> What the task requires: Return each line of the data below that contains the string "Query", treating uppercase and lowercase letters as different.
#### Source data
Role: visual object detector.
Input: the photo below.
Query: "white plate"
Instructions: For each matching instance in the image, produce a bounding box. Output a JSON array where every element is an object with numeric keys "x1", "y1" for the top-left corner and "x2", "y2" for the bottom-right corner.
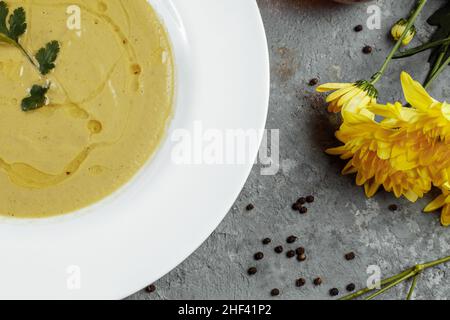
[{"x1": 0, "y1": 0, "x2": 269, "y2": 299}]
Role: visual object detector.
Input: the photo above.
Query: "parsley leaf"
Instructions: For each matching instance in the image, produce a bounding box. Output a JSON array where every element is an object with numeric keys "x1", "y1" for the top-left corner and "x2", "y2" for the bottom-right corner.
########
#### Source data
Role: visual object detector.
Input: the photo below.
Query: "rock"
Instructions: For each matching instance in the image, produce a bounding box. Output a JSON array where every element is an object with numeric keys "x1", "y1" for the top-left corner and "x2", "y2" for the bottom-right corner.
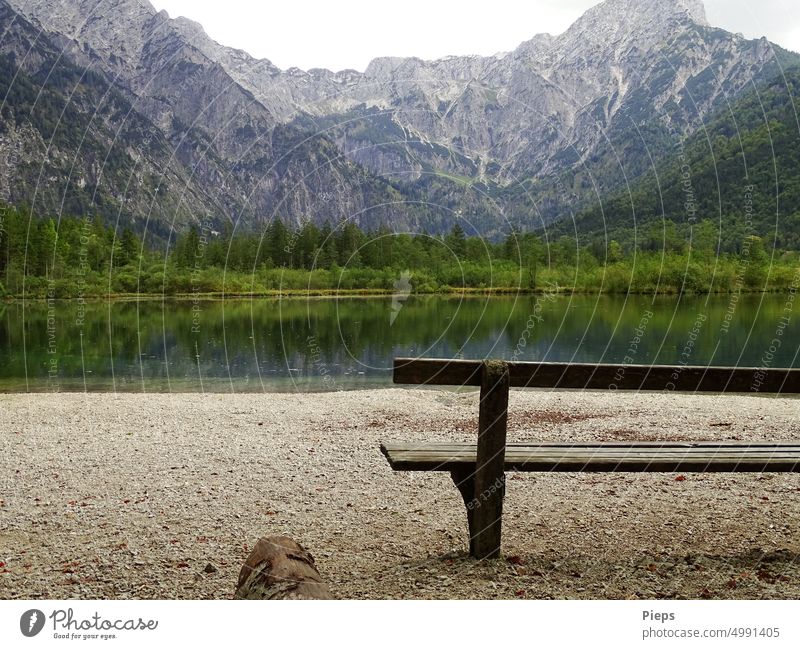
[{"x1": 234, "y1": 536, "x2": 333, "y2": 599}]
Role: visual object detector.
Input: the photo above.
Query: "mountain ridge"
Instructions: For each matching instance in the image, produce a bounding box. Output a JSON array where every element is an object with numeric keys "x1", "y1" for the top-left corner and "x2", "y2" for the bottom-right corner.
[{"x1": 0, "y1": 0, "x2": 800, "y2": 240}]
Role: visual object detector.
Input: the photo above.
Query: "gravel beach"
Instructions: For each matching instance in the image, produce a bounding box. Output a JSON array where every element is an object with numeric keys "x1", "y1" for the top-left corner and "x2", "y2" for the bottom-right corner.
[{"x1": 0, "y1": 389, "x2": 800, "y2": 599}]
########
> Response below:
Query: "white plate"
Query: "parsley leaf"
Query: "rock"
Query: "mountain ridge"
Query: "gravel beach"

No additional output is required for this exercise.